* [WORK INSTRUCTION]
Please render the rows from the start through the line containing "positive clicks: (237, 17)" as a numbered list, leaving out any blank lines.

[Stored data]

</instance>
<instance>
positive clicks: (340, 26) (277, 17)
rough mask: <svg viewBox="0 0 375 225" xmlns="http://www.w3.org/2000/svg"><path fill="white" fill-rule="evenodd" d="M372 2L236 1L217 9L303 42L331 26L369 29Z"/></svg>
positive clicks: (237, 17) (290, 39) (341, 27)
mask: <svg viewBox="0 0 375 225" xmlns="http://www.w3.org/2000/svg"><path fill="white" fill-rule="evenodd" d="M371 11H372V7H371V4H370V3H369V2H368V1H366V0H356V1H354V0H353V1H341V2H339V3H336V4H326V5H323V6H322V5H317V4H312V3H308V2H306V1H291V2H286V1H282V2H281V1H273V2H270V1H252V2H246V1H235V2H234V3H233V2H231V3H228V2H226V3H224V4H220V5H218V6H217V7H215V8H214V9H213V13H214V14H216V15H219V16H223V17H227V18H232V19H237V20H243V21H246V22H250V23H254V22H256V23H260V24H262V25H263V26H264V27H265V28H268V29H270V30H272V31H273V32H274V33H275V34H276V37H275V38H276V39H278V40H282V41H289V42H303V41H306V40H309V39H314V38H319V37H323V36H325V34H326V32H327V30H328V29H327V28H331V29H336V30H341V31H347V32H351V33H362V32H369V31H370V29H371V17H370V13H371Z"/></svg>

* [RESPONSE TO THIS TASK]
1. </instance>
2. <instance>
3. positive clicks: (340, 26) (277, 17)
4. rough mask: <svg viewBox="0 0 375 225" xmlns="http://www.w3.org/2000/svg"><path fill="white" fill-rule="evenodd" d="M372 2L236 1L217 9L303 42L331 26L369 29Z"/></svg>
5. positive clicks: (237, 17) (290, 39) (341, 27)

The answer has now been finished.